9月20日に鎌倉を出発、10月8日に、先陣は京都に到着するも、後陣はいまだに、足柄・箱根(神奈川県)のあたりを進軍、というほどの大軍団であった。 

これに加え、四国からは、河野通治(こうのみちはる)が大船300余隻で瀬戸内海を渡海、尼崎(あまがさき:兵庫県尼崎市)より上陸し、下京(しもぎょう:京都市・下京区一帯)に到着。 

厚東入道(こうとうにゅうどう)、大内介(おおうちのすけ)、安芸(あき:広島県西部)の熊谷(くまがい)らは、周防(すおう:山口県南部)、長門(ながと:山口県北部)の軍勢を率い、軍船200余隻にて瀬戸内海を東上、兵庫(ひょうご:神戸市・兵庫区)から上陸して西の京(京都市・中京区・西の京付近)に到着。

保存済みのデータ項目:
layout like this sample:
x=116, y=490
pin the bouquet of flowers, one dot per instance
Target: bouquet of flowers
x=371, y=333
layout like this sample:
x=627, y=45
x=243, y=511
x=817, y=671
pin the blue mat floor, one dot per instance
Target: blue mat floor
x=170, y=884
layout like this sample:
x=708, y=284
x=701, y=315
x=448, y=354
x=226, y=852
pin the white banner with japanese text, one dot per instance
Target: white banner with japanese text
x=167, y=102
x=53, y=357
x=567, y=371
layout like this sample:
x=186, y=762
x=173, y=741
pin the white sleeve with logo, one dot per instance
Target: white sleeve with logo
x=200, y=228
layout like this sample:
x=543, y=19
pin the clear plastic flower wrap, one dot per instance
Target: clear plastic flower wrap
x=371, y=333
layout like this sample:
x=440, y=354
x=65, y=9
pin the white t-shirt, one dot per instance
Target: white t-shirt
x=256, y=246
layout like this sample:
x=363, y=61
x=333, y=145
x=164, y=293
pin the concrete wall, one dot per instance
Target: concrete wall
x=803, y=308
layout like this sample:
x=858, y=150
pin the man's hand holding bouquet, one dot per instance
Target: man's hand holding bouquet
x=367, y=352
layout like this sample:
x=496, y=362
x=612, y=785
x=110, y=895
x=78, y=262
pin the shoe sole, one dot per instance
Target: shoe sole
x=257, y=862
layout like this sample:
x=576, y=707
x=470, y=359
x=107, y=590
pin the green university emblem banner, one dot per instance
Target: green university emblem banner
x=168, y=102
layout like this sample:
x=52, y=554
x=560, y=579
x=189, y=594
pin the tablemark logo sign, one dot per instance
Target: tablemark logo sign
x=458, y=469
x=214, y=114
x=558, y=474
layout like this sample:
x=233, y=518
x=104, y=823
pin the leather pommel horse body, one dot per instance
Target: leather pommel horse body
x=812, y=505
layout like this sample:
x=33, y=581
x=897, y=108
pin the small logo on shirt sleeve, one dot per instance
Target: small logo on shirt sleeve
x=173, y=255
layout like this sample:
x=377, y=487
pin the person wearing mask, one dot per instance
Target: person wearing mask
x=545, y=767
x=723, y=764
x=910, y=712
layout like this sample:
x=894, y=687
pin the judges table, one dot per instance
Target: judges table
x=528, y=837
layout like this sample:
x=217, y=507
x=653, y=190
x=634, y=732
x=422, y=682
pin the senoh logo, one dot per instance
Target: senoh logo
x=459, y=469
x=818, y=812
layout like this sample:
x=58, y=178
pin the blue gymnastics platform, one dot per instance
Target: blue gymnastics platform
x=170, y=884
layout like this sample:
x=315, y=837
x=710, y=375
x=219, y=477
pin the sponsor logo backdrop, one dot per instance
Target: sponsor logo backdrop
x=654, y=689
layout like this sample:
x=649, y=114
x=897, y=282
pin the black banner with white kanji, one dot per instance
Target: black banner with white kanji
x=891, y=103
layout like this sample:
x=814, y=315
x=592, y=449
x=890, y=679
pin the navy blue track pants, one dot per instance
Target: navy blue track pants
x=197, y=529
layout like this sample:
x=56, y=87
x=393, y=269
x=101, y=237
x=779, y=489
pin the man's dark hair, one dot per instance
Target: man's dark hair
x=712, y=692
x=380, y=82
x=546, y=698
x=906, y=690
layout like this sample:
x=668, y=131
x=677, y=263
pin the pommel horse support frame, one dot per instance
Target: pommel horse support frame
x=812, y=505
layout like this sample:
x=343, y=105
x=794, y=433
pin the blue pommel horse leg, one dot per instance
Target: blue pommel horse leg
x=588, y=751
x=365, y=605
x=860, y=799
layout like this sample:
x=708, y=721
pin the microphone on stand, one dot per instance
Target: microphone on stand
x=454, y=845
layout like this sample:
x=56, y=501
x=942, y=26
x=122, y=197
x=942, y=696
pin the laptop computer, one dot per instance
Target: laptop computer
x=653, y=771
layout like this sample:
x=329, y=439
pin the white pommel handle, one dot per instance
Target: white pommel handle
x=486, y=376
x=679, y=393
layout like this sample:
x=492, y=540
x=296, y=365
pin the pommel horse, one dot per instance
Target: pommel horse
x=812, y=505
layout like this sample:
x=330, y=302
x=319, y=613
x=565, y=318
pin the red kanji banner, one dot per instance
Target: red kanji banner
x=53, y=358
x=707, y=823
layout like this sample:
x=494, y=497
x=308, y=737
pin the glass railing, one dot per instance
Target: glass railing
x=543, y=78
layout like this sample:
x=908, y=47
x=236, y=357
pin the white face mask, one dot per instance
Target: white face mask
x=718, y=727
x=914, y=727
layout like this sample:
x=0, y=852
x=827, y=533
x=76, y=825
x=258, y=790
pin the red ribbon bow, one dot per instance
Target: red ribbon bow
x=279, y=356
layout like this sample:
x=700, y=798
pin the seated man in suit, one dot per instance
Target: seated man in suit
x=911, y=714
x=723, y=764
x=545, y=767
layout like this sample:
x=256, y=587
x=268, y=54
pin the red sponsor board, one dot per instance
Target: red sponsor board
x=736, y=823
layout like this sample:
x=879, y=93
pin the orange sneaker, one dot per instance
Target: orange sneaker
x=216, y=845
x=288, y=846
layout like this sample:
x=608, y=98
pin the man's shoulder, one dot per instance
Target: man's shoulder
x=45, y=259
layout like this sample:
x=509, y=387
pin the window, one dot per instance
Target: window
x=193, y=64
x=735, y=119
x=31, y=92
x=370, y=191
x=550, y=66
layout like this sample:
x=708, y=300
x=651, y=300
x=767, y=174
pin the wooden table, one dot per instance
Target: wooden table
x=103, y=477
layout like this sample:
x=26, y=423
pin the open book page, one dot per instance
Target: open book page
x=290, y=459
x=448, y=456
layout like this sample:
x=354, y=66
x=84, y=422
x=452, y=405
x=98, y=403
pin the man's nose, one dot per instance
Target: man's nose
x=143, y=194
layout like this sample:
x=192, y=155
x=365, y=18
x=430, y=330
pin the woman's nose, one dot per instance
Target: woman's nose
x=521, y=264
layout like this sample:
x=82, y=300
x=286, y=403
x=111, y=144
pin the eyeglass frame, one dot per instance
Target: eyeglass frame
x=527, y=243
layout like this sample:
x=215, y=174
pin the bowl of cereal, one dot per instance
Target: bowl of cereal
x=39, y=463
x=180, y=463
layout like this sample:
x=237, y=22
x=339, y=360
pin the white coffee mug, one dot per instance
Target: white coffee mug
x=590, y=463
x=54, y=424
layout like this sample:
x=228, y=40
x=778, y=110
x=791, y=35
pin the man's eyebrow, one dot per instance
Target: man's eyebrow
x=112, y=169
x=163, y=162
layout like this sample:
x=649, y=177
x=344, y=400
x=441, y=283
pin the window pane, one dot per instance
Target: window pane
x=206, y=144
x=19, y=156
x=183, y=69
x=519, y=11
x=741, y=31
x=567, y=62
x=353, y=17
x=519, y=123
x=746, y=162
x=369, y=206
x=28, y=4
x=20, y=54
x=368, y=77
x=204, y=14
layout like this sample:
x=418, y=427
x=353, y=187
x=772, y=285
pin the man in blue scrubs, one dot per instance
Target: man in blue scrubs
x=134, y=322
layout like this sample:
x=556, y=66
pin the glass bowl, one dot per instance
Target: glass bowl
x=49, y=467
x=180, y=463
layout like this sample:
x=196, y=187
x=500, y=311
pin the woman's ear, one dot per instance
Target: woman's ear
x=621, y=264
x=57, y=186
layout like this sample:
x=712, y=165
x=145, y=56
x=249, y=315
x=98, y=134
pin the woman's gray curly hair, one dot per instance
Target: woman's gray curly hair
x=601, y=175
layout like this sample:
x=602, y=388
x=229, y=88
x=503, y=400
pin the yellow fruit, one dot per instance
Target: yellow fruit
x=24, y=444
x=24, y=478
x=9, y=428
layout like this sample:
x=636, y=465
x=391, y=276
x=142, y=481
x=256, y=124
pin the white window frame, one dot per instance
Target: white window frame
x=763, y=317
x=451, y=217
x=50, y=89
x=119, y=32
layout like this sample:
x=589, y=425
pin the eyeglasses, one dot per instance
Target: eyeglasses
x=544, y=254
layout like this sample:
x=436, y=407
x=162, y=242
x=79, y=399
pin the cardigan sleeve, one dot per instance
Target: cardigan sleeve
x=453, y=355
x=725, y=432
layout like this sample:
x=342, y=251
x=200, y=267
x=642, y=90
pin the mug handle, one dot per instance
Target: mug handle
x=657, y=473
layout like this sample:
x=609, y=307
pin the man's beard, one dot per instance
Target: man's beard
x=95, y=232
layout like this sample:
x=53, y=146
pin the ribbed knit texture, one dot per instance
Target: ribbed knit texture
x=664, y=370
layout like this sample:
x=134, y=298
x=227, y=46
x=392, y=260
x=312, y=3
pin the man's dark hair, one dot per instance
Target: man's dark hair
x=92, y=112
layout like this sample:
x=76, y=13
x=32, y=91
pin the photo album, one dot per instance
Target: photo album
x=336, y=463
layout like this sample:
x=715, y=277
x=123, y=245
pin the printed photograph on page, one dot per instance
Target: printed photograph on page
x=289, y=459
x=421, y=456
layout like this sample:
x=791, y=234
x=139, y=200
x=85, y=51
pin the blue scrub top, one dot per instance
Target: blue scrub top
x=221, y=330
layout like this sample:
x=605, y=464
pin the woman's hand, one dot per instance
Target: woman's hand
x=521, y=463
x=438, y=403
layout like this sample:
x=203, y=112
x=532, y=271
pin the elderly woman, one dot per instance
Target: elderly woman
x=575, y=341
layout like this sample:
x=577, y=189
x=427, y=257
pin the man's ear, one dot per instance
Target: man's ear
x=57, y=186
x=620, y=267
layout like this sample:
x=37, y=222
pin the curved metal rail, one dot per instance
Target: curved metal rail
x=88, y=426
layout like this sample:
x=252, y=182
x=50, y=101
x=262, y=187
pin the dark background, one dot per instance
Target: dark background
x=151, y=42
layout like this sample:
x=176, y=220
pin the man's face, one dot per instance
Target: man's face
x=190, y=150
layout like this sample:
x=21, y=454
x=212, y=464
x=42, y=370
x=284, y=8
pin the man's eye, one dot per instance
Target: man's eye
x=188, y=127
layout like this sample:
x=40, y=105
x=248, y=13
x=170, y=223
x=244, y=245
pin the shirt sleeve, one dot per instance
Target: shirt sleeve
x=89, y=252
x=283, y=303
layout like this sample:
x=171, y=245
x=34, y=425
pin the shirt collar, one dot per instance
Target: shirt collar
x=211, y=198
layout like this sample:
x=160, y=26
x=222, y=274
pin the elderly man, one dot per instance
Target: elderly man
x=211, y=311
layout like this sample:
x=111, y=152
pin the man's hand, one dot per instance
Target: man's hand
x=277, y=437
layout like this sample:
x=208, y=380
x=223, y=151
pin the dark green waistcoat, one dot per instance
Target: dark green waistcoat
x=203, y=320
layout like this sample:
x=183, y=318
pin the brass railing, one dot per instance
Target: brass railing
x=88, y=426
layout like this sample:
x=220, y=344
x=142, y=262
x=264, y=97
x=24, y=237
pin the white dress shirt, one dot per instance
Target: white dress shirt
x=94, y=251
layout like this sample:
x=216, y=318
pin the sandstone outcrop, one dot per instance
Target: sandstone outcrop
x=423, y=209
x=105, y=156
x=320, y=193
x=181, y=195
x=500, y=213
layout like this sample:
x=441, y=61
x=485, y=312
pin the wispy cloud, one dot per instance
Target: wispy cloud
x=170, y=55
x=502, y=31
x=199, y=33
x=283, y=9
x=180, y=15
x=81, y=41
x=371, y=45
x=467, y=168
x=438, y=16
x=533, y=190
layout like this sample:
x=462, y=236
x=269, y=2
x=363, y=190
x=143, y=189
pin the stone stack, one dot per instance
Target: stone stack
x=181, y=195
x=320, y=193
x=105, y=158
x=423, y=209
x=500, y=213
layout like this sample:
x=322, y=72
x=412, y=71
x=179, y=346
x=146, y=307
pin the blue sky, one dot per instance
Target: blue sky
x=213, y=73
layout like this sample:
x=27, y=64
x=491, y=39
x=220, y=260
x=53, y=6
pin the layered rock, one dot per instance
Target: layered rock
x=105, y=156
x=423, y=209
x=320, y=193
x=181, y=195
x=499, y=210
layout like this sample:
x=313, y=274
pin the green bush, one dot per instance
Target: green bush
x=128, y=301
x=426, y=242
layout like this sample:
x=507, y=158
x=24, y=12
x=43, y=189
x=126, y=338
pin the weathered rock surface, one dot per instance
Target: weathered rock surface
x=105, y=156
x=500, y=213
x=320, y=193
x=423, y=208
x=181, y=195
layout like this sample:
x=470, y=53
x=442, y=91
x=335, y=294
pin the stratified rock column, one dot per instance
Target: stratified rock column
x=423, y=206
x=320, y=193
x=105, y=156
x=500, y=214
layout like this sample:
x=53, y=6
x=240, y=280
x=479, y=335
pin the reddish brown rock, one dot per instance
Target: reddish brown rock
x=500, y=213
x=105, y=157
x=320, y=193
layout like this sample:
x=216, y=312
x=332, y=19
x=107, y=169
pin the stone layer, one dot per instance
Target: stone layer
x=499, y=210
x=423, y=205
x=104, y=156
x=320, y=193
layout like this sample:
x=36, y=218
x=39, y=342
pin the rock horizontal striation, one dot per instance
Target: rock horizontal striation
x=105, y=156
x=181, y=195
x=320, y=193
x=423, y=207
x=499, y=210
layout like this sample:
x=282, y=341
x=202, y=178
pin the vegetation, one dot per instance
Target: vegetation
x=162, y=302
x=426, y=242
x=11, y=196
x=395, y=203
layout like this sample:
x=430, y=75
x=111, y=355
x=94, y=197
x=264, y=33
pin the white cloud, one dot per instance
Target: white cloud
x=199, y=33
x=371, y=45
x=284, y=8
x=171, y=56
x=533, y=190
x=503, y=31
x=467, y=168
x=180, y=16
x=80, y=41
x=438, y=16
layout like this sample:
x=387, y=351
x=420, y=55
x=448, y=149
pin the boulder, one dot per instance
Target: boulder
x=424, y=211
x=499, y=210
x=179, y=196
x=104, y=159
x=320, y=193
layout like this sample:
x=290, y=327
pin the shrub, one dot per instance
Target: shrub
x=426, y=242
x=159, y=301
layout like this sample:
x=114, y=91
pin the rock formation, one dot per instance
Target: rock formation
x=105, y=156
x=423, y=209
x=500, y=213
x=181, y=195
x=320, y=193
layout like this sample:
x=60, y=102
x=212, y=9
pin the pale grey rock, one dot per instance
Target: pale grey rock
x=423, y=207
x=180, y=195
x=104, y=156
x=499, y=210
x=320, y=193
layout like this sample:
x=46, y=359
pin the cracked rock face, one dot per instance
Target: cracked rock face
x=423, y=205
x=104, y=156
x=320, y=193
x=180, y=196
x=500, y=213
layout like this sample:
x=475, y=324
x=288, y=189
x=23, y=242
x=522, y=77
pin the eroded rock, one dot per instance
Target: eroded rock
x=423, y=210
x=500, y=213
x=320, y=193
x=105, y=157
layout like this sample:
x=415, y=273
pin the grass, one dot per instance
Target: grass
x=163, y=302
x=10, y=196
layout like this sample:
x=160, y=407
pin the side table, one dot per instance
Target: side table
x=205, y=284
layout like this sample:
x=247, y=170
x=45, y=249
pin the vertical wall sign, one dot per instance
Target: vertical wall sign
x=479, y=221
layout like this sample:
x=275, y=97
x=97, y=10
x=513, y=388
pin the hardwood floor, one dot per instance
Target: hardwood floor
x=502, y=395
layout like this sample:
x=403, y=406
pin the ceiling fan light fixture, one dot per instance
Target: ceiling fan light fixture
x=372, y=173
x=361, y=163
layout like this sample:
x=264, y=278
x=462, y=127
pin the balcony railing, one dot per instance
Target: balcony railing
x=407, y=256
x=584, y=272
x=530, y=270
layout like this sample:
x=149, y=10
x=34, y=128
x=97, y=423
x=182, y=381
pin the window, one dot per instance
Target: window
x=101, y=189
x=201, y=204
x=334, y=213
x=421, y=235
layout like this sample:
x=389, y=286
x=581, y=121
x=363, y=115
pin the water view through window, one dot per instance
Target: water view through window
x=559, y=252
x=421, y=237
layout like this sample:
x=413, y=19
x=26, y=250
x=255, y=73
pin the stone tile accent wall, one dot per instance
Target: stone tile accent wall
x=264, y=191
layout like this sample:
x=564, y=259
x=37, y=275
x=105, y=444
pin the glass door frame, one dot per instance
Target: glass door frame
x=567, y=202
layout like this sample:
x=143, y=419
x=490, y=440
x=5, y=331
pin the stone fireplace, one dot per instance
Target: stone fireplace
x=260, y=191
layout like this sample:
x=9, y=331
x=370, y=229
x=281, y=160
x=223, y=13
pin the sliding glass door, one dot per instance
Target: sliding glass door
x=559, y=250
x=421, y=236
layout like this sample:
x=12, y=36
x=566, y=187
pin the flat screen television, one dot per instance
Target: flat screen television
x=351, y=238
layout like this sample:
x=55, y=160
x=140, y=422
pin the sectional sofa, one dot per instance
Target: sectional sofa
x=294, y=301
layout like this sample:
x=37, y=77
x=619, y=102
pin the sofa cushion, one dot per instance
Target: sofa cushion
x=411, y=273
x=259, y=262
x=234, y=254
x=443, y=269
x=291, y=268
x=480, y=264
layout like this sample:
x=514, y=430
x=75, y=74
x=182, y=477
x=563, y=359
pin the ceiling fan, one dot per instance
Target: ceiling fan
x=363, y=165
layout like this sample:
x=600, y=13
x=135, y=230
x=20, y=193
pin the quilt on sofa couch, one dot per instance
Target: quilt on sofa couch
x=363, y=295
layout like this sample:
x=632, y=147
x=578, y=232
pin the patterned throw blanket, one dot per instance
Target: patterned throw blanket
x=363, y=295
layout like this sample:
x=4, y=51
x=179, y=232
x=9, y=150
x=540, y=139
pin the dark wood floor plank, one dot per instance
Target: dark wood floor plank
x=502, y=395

課題一覧 ::
A. 軍勢の京都到着を述べた本文から、「9月20日に鎌倉を出発、10」を含む箇所で始まり「京都市・下京区一帯)に到着。」の後で終わる部分を、一字も変えずに書き写すこと。
B. リストの先頭の行から始め、「x=257, y=862」を含む行の後で終えて、その範囲の行をそのまま書き出すこと。最初と最後の行も含める。

課題の結果 ::
A.
9月20日に鎌倉を出発、10月8日に、先陣は京都に到着するも、後陣はいまだに、足柄・箱根(神奈川県)のあたりを進軍、というほどの大軍団であった。 

これに加え、四国からは、河野通治(こうのみちはる)が大船300余隻で瀬戸内海を渡海、尼崎(あまがさき:兵庫県尼崎市)より上陸し、下京(しもぎょう:京都市・下京区一帯)に到着。

B.
layout like this sample:
x=116, y=490
pin the bouquet of flowers, one dot per instance
Target: bouquet of flowers
x=371, y=333
layout like this sample:
x=627, y=45
x=243, y=511
x=817, y=671
pin the blue mat floor, one dot per instance
Target: blue mat floor
x=170, y=884
layout like this sample:
x=708, y=284
x=701, y=315
x=448, y=354
x=226, y=852
pin the white banner with japanese text, one dot per instance
Target: white banner with japanese text
x=167, y=102
x=53, y=357
x=567, y=371
layout like this sample:
x=186, y=762
x=173, y=741
pin the white sleeve with logo, one dot per instance
Target: white sleeve with logo
x=200, y=228
layout like this sample:
x=543, y=19
pin the clear plastic flower wrap, one dot per instance
Target: clear plastic flower wrap
x=371, y=333
layout like this sample:
x=440, y=354
x=65, y=9
pin the white t-shirt, one dot per instance
Target: white t-shirt
x=256, y=246
layout like this sample:
x=363, y=61
x=333, y=145
x=164, y=293
pin the concrete wall, one dot per instance
Target: concrete wall
x=803, y=308
layout like this sample:
x=858, y=150
pin the man's hand holding bouquet, one dot per instance
Target: man's hand holding bouquet
x=367, y=352
layout like this sample:
x=496, y=362
x=612, y=785
x=110, y=895
x=78, y=262
pin the shoe sole, one dot per instance
Target: shoe sole
x=257, y=862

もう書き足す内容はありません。